TASK TO COMPLETE: Read through the listing and copy every line that contains the word "flower".

◇ ◇ ◇ ◇

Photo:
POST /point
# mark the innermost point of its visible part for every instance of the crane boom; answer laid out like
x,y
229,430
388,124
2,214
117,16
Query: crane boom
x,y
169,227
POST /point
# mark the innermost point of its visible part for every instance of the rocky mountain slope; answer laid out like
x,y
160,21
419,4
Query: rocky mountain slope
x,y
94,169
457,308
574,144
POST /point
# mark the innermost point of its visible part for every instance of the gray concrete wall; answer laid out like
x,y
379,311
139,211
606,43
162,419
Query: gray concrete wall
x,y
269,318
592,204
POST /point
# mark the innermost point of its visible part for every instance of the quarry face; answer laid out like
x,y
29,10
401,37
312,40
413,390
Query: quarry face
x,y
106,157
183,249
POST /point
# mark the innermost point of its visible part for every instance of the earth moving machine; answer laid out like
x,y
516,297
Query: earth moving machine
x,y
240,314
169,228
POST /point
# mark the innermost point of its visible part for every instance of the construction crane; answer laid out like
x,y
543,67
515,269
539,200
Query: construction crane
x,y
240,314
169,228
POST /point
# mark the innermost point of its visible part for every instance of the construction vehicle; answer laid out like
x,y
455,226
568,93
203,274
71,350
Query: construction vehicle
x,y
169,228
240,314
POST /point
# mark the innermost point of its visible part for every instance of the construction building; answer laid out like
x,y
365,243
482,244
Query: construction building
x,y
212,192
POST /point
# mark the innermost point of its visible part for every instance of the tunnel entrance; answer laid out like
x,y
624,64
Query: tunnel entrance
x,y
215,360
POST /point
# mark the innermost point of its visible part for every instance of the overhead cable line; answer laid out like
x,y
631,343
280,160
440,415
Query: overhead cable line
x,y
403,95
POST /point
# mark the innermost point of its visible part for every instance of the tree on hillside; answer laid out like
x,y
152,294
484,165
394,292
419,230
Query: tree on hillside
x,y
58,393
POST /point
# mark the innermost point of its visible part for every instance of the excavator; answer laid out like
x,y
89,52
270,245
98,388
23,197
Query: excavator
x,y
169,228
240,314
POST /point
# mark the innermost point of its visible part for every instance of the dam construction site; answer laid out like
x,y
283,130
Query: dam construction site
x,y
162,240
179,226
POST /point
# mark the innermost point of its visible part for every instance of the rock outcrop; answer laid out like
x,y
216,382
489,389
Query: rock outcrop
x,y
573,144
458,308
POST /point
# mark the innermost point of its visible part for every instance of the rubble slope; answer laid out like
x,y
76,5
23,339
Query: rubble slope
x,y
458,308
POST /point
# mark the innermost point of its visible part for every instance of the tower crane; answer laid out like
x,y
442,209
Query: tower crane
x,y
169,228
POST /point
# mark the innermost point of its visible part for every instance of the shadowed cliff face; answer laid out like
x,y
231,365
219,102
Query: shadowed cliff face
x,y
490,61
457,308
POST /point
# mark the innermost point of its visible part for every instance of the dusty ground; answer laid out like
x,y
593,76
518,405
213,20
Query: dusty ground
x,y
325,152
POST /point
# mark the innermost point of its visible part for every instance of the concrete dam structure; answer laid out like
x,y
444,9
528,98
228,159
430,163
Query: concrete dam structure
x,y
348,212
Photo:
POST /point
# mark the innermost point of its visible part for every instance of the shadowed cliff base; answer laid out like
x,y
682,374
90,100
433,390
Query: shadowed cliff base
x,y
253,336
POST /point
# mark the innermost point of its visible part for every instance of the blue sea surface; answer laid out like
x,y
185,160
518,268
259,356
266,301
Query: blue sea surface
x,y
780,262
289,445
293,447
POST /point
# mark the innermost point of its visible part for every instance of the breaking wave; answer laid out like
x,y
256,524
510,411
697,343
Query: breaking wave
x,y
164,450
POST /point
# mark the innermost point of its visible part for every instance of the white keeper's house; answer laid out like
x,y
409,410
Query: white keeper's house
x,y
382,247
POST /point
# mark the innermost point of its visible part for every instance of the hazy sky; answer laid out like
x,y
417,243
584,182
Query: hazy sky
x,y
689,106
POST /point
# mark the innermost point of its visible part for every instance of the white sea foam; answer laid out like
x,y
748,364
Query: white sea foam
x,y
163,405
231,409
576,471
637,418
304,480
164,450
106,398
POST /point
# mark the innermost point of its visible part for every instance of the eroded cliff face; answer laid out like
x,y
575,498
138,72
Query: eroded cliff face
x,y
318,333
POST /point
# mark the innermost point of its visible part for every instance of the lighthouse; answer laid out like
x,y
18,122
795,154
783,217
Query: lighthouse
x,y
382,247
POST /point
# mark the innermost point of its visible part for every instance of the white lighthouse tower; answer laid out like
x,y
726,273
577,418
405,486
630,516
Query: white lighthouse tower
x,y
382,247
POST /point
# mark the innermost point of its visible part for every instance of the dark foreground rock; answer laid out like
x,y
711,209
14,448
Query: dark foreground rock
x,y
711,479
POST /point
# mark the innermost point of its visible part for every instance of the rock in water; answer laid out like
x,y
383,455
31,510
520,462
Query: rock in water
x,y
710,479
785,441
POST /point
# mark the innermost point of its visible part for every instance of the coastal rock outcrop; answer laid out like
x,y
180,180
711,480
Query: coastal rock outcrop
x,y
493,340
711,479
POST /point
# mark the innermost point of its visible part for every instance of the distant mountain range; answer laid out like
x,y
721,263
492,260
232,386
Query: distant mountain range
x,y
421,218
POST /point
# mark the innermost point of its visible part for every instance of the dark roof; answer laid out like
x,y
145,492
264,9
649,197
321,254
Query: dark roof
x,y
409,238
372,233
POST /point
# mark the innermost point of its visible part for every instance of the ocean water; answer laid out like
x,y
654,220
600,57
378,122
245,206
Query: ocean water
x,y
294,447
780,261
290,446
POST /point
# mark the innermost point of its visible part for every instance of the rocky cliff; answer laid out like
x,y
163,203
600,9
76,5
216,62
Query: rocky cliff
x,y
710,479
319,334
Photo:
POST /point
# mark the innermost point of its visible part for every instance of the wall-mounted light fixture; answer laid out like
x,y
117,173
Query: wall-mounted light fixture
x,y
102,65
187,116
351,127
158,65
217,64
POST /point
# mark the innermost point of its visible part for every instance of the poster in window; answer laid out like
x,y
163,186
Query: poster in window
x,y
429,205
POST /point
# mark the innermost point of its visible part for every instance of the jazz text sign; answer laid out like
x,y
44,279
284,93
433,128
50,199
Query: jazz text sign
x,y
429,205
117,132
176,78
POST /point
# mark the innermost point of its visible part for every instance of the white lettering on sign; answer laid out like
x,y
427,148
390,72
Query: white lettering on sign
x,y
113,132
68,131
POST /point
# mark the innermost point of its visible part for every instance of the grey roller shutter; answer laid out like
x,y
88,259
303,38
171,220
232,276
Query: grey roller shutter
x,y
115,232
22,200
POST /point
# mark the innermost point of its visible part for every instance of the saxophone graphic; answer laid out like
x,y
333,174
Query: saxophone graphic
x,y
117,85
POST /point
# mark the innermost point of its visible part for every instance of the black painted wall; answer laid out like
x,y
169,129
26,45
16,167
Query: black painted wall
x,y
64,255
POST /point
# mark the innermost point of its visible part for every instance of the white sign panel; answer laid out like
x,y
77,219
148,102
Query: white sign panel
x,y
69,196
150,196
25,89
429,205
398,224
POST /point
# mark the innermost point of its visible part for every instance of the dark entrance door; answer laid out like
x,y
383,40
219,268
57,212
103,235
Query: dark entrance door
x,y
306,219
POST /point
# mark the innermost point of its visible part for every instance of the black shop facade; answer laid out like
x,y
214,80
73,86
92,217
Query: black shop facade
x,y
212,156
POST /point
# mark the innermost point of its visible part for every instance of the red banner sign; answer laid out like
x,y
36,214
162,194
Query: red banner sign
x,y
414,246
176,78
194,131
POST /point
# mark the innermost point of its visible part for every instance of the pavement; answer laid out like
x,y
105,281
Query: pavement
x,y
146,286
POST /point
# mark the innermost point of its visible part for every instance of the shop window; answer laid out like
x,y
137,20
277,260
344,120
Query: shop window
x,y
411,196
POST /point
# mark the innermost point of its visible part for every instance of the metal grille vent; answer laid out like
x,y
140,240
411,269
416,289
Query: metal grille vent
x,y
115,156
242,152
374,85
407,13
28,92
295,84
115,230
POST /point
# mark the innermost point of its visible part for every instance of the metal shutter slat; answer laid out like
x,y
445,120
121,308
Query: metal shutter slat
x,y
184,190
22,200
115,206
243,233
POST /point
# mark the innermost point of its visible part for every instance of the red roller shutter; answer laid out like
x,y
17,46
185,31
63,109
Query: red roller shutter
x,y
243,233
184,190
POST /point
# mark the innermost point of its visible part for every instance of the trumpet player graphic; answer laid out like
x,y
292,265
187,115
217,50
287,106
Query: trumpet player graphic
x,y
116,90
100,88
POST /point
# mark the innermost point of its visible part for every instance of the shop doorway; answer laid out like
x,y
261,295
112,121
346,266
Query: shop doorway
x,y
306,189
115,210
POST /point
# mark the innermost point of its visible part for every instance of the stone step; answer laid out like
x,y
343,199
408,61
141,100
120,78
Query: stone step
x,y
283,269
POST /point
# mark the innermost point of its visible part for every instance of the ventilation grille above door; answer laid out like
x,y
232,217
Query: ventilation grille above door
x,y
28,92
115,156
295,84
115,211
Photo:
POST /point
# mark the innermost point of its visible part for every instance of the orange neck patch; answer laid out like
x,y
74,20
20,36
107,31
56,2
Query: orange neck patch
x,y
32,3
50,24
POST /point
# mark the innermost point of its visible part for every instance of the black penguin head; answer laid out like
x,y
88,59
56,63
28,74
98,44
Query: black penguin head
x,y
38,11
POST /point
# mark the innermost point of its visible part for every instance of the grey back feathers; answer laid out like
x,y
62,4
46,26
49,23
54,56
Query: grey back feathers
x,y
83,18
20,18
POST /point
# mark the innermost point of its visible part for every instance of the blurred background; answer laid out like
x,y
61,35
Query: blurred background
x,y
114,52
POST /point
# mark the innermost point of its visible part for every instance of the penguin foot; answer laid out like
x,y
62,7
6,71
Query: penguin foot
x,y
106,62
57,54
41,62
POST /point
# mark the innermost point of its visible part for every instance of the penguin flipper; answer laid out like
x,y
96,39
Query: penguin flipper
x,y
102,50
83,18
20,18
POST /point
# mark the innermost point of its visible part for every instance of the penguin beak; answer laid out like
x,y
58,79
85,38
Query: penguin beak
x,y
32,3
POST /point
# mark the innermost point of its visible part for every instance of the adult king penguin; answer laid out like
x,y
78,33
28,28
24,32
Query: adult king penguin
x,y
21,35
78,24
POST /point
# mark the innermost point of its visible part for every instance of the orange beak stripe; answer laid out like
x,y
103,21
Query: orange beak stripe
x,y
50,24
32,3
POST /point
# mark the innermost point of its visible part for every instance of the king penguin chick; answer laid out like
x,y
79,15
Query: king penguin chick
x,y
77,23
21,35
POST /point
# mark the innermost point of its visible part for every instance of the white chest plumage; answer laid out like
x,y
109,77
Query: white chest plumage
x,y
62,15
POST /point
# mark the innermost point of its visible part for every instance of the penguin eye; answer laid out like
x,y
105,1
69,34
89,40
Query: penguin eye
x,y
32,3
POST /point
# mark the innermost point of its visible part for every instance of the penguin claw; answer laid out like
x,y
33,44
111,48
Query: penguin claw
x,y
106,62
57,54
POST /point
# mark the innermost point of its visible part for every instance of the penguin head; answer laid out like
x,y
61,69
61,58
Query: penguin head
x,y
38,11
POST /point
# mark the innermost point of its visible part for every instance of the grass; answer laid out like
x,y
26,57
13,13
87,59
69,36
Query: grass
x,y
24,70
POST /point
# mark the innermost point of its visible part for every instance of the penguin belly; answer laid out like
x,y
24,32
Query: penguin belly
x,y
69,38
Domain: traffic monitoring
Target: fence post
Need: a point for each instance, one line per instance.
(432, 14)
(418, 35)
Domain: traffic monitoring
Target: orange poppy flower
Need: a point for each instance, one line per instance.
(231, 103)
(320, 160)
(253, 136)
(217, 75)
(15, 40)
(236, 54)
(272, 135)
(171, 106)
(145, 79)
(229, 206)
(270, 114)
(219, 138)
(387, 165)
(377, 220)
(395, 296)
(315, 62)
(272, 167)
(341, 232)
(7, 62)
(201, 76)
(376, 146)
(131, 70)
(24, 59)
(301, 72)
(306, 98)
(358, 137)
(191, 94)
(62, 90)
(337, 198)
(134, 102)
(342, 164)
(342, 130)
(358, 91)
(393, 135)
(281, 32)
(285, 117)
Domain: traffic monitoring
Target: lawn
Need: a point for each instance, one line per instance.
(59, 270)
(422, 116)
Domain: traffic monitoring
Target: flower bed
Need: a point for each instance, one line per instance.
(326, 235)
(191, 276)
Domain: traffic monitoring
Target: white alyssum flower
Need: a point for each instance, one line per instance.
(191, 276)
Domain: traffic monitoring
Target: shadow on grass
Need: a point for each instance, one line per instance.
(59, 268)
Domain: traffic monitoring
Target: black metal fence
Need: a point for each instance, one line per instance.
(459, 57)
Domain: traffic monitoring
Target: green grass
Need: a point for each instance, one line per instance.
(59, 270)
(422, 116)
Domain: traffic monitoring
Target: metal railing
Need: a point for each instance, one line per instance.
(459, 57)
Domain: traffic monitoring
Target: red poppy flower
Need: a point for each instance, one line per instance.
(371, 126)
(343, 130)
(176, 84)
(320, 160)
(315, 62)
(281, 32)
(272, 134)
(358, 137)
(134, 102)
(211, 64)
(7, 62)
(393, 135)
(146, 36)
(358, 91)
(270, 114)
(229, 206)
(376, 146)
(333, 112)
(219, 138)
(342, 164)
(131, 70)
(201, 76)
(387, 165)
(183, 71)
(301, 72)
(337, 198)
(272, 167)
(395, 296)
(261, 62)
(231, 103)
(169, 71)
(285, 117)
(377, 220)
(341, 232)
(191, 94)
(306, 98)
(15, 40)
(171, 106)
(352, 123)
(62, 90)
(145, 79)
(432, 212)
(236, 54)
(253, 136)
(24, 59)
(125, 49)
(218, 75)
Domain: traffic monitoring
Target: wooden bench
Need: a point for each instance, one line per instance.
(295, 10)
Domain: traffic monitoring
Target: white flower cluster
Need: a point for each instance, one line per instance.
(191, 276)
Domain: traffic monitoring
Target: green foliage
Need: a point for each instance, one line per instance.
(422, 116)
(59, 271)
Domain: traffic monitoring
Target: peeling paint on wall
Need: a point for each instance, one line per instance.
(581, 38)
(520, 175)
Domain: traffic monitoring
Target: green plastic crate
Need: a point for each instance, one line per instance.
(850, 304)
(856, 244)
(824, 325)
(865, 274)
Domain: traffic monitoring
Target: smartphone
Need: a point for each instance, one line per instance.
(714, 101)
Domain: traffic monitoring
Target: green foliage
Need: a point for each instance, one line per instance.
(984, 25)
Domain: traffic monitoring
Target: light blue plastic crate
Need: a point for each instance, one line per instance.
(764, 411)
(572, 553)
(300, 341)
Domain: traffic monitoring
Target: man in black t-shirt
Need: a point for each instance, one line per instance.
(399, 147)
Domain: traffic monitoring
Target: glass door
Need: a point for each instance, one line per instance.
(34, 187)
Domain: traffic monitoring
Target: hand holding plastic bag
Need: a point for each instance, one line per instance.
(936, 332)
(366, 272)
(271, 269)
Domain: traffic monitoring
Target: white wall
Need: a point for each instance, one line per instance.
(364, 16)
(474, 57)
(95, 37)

◇ ◇ ◇ ◇

RESPONSE AREA:
Target: orange poppy flower
Target: flower bed
Target: white alyssum flower
Target: red poppy flower
Target: white flower cluster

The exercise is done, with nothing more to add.